Task set:
1: List every correlation figure given in the passage on floating-rate notes as an inflation hedge.
2: Write the next part of the passage on floating-rate notes as an inflation hedge, starting after its final sentence.

Page extract:

▼▼▼

The short answer is that FRNs protect against inflation slightly more than fixed-rate bonds, but not nearly as well as true TIPS-style bonds. This also goes, incidentally, for CPI-linked floaters that pay back par at maturity.

However, there are a number of advisors who advocate FRNs as an inflation hedge; my purpose here is to illustrate why this is not correct.

There are reasonable-sounding arguments to be made about the utility of FRNs as an inflation hedge. Where central bankers employ a Taylor-Rule-based approach, it is plausible to argue that short rates ought to be made to track inflation fairly explicitly, and even to outperform when inflation is rising as policymakers seek to establish positive real rates. And indeed, history shows this to be the case as LIBOR tracks CPI with some reasonable fidelity (the correlation between month-end 3m Libor and contemporaneous Y/Y CPI is 0.59 since 1985, see chart below, data sourced from Bloomberg).

liborcpi

It bears noting that the correlation of Libor with forward-looking inflation is not as strong, but these are still reasonable correlations for financial markets.

The correlation between inflation and T-Bills has a much longer history, and a higher correlation (0.69) as a result of tracking well through the ‘80s inflation (see chart below, source Bloomberg and Economagic.com).

tbillscpi

And, of course, the contemporaneous correlation of CPI to itself, if we are thinking about CPI-linked bonds, is 1.0 although the more-relevant correlation, given the lags involved with the way CPI floaters are structured, of last year’s CPI to next year’s CPI is only 0.63.

▲▲▲

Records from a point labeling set

▼▼▼

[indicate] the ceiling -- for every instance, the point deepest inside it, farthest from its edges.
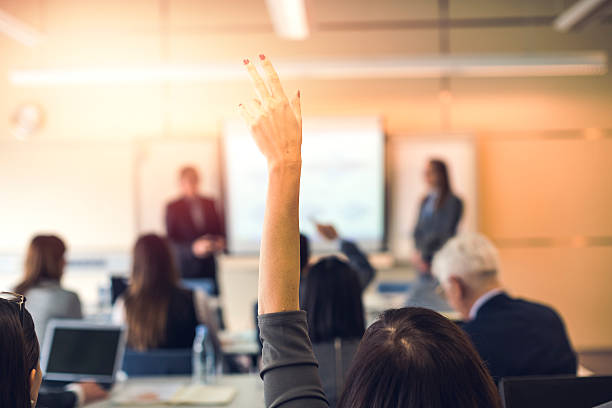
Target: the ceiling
(100, 33)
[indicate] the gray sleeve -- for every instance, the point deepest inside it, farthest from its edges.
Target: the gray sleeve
(290, 370)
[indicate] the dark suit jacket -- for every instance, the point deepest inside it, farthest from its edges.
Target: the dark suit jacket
(517, 338)
(431, 233)
(182, 232)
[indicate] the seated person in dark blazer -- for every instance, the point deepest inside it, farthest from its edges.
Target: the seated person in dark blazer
(439, 215)
(513, 336)
(157, 311)
(194, 229)
(356, 258)
(332, 299)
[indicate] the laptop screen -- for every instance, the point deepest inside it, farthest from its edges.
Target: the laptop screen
(81, 351)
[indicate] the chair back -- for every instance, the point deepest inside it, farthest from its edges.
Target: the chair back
(555, 391)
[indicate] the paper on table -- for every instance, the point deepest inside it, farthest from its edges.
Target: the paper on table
(146, 394)
(176, 394)
(204, 395)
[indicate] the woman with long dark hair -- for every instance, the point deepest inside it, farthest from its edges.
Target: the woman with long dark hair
(410, 358)
(332, 300)
(19, 361)
(19, 354)
(439, 215)
(41, 284)
(156, 310)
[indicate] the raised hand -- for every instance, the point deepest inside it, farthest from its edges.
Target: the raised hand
(275, 122)
(276, 125)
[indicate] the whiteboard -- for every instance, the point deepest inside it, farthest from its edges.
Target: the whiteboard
(408, 157)
(82, 191)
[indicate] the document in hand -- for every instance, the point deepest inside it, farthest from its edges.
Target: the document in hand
(176, 395)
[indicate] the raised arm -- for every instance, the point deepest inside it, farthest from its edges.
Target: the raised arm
(289, 368)
(276, 125)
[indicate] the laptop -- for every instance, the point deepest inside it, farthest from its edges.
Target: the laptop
(78, 350)
(556, 391)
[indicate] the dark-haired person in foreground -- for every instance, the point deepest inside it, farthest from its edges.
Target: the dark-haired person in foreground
(19, 363)
(41, 283)
(332, 301)
(408, 358)
(158, 312)
(355, 256)
(513, 336)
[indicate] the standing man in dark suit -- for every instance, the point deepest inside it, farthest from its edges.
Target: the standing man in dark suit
(514, 337)
(195, 229)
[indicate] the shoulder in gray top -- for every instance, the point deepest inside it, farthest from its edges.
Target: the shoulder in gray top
(48, 300)
(290, 370)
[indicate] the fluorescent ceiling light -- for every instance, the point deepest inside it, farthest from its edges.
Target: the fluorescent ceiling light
(289, 18)
(525, 65)
(580, 14)
(18, 30)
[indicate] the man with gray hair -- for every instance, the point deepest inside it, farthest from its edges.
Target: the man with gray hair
(513, 336)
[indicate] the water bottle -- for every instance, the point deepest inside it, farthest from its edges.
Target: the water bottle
(204, 361)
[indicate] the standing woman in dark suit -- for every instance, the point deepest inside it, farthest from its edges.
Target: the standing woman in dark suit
(439, 215)
(194, 229)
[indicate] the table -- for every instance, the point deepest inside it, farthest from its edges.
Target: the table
(249, 386)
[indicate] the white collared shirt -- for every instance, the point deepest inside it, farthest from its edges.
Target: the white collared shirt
(482, 300)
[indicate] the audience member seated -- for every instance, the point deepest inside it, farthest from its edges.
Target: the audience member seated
(44, 268)
(19, 358)
(424, 292)
(513, 336)
(356, 258)
(156, 310)
(408, 358)
(332, 299)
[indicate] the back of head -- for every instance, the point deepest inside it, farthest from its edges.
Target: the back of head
(415, 357)
(470, 256)
(154, 277)
(44, 261)
(19, 354)
(333, 301)
(189, 172)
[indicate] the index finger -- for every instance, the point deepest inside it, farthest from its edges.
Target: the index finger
(259, 84)
(272, 78)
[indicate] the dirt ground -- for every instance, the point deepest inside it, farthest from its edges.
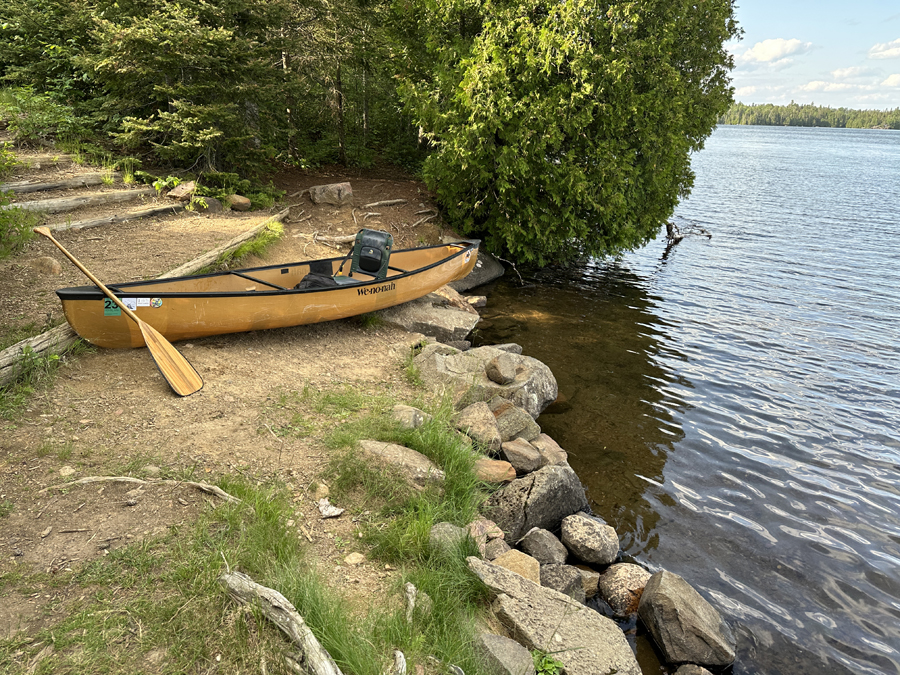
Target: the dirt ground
(110, 411)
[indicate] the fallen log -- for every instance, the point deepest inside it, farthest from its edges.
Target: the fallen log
(61, 338)
(276, 608)
(84, 180)
(71, 203)
(125, 217)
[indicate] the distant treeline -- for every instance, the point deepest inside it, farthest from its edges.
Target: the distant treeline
(798, 115)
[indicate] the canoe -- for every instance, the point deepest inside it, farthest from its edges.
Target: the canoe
(186, 308)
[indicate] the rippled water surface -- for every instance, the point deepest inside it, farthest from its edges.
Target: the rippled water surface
(733, 404)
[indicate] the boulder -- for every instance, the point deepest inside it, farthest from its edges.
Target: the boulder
(495, 548)
(484, 531)
(478, 423)
(415, 467)
(590, 539)
(565, 579)
(543, 546)
(586, 642)
(621, 586)
(453, 299)
(549, 450)
(494, 471)
(409, 417)
(463, 375)
(540, 499)
(502, 368)
(589, 579)
(238, 203)
(487, 268)
(522, 455)
(685, 627)
(515, 423)
(520, 563)
(432, 316)
(337, 194)
(446, 537)
(502, 656)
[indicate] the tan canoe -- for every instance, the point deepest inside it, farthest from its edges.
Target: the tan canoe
(186, 308)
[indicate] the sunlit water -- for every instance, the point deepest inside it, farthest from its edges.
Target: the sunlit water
(733, 404)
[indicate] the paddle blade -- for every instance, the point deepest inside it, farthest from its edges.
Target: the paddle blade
(179, 373)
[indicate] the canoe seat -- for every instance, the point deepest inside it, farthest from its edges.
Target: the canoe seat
(369, 256)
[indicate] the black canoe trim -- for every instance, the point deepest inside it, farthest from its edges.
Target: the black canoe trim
(122, 290)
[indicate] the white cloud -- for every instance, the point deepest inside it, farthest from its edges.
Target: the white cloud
(886, 50)
(851, 73)
(774, 51)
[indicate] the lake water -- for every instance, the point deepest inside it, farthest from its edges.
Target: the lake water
(733, 403)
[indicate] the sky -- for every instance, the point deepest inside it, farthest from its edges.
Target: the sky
(837, 54)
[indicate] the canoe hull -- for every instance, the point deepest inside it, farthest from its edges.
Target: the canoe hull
(188, 308)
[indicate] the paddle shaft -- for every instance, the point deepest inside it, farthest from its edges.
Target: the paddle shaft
(177, 371)
(109, 294)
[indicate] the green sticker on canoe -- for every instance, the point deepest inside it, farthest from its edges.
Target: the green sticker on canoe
(110, 308)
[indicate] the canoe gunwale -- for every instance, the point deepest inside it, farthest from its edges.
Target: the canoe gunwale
(123, 289)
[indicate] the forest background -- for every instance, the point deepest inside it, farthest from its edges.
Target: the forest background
(551, 130)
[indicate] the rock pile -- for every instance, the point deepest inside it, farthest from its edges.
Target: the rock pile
(543, 552)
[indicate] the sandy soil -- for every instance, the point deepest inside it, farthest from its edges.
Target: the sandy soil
(111, 408)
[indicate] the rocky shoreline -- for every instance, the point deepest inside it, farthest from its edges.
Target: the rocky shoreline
(544, 556)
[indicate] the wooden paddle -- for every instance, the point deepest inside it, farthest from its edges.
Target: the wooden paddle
(179, 373)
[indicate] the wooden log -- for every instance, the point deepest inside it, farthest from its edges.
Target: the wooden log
(79, 181)
(71, 203)
(61, 338)
(282, 613)
(125, 217)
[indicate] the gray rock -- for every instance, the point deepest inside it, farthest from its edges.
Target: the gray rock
(541, 618)
(478, 423)
(431, 316)
(502, 656)
(520, 563)
(550, 450)
(691, 669)
(409, 417)
(338, 194)
(495, 548)
(589, 579)
(621, 586)
(543, 546)
(522, 455)
(487, 268)
(565, 579)
(463, 375)
(446, 537)
(590, 539)
(685, 627)
(502, 368)
(415, 467)
(515, 423)
(540, 499)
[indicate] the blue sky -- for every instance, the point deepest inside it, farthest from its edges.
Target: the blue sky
(824, 52)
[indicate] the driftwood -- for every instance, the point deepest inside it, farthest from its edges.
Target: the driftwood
(387, 202)
(71, 203)
(205, 487)
(62, 337)
(125, 217)
(276, 608)
(79, 181)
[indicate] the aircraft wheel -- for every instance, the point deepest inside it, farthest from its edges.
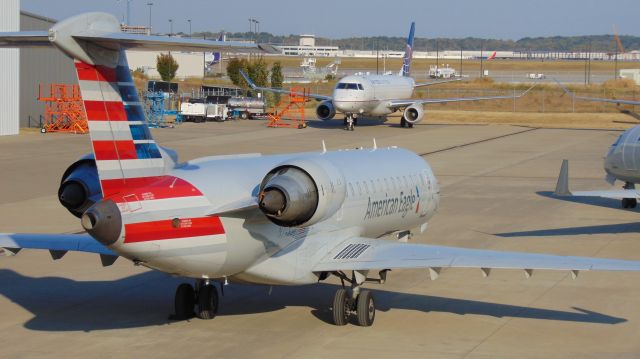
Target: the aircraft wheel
(207, 302)
(185, 301)
(366, 309)
(340, 307)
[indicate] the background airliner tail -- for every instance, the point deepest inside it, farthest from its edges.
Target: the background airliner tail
(408, 53)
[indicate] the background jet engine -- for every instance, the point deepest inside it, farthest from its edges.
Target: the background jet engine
(302, 192)
(413, 114)
(80, 186)
(325, 110)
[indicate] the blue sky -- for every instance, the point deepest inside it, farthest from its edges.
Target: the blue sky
(503, 19)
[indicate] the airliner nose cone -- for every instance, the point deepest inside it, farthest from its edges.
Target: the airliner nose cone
(273, 201)
(103, 222)
(73, 195)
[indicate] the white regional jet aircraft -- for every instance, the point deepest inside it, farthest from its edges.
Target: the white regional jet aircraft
(622, 162)
(288, 219)
(378, 95)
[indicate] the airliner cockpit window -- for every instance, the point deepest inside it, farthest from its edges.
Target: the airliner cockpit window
(348, 86)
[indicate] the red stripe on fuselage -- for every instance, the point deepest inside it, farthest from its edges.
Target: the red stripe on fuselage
(105, 111)
(172, 229)
(114, 150)
(149, 188)
(88, 72)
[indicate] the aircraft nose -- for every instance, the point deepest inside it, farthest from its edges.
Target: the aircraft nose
(103, 222)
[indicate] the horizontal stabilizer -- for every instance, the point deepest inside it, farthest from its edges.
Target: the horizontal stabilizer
(55, 243)
(229, 209)
(24, 39)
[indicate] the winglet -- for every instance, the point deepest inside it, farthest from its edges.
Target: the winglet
(246, 78)
(562, 186)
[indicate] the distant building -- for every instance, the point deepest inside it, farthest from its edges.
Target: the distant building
(138, 30)
(307, 47)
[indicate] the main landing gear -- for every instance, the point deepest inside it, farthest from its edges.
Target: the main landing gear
(629, 202)
(405, 123)
(350, 121)
(355, 301)
(201, 301)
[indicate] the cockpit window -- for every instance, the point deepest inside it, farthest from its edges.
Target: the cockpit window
(348, 86)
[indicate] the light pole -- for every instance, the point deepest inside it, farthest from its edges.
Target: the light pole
(150, 4)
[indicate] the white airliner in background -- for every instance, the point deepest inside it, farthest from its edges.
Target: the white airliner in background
(378, 95)
(290, 219)
(622, 162)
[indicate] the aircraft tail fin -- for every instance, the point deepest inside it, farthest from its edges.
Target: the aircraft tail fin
(408, 53)
(126, 155)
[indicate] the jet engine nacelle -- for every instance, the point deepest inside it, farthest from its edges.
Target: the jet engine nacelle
(80, 186)
(413, 114)
(325, 110)
(301, 193)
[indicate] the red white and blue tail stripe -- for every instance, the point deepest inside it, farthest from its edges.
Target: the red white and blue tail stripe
(126, 154)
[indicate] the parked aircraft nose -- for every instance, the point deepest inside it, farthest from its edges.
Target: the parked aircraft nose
(273, 201)
(103, 222)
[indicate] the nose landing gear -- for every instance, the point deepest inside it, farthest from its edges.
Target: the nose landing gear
(350, 121)
(204, 298)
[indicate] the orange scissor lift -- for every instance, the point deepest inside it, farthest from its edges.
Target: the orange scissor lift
(289, 112)
(64, 111)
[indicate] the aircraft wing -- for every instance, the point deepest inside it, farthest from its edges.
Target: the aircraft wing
(562, 188)
(133, 41)
(596, 99)
(367, 254)
(423, 84)
(409, 102)
(270, 89)
(57, 244)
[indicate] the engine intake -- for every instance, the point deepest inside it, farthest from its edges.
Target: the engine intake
(325, 110)
(80, 187)
(301, 193)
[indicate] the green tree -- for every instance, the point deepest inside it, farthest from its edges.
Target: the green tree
(167, 66)
(233, 71)
(258, 72)
(277, 79)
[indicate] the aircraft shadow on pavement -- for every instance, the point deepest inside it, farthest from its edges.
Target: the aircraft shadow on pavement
(593, 201)
(60, 304)
(633, 227)
(337, 123)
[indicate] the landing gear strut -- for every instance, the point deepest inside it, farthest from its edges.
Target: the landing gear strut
(405, 123)
(350, 121)
(204, 298)
(629, 202)
(356, 301)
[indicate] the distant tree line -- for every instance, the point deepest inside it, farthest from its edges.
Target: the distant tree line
(598, 43)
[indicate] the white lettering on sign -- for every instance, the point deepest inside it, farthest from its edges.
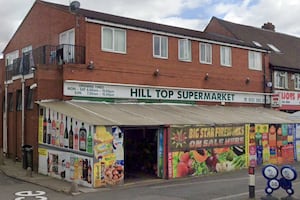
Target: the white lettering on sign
(37, 195)
(106, 90)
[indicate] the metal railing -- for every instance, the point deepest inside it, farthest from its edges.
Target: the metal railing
(45, 55)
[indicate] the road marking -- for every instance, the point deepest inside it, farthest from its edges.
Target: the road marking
(244, 194)
(37, 195)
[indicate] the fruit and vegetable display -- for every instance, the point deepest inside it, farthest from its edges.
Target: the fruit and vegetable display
(204, 161)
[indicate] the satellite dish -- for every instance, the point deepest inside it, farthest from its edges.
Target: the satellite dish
(74, 6)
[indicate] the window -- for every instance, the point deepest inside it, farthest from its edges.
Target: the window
(225, 56)
(280, 79)
(29, 98)
(255, 60)
(19, 100)
(113, 40)
(160, 46)
(205, 53)
(184, 50)
(10, 57)
(297, 81)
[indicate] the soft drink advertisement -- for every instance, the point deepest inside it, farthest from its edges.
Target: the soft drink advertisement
(201, 150)
(109, 156)
(270, 143)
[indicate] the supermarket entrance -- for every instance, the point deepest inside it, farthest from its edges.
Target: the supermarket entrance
(140, 149)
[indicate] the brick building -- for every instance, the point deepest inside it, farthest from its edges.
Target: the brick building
(74, 77)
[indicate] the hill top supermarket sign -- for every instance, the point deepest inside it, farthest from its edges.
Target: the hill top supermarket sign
(108, 90)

▲▲▲

Per-task answers:
1: 0.59, 0.69, 1.0, 0.63

2:
Still, these are good correlations, and might lead you to argue that FRNs are likely good hedges for inflation. Simulations of LIBOR-based bonds compared to inflation outcomes also appear to support the conclusion that these bonds are suitable alternatives to inflation-linked bonds (ILBs) like TIPS. I simulated the performance of two 10-year bonds:

Bond 1: Pays 1y Libor+100, 10y swaps at 2.5%.

Bond 2: Pays an annual TIPS-style coupon of 1.5%, with expected inflation at 2.0%.

Note that both bonds have an a priori expected nominal return of 3.5%, and an a priori expected real return of 1.5%.

I generated 250 random paths for inflation and correlated LIBOR outcomes. I took normalized inflation volatility to be 1.0%, in line with current markets for 10-year caps, and normalized LIBOR volatility to be 1.0% (about 6.25bp/day but it doesn’t make sense to be less than inflation, if LIBOR isn’t pegged anyway) with a correlation of 0.7, with means of 2% for expected inflation and 2.5% for expected LIBOR and no memory. For each path, I calculated the IRR of both bonds, and the results of this simulation are shown in the chart below.

nominalcorrs

You can see that the simulation produced a chart that seems to suggest that the nominal internal rates of return of nominal bonds and of inflation-linked bonds (like TIPS) are highly correlated, with a mean of about 3.5% in each case and a correlation of about 0.7 (which is the same as an r-squared, indicated on the chart, of 0.49).

Plugged into a mean-variance optimization routine, the allocation to one or the other will be largely influenced by the correlation of the particular bond returns with other parts of the investor’s portfolio. It should also be noted that the LIBOR-based bond may be more liquid in some cases than the TIPS-style bond, and that there may be opportunities for credit alpha if the analyst can select issuers that are trading at spreads which more than compensate for expected default losses.

The analysis so far certainly appears to validate the hypothesis that LIBOR bonds are nearly-equivalent inflation hedges, and perhaps even superior in certain ways, to explicitly indexed bonds. The simulation seems to suggest that LIBOR bonds should behave quite similarly to inflation-linked bonds. Since we know that inflation-linked bonds are good inflation hedges, it follows (or does it?) that FRNs are good inflation hedges, and so they are a reasonable substitute for TIPS. Right?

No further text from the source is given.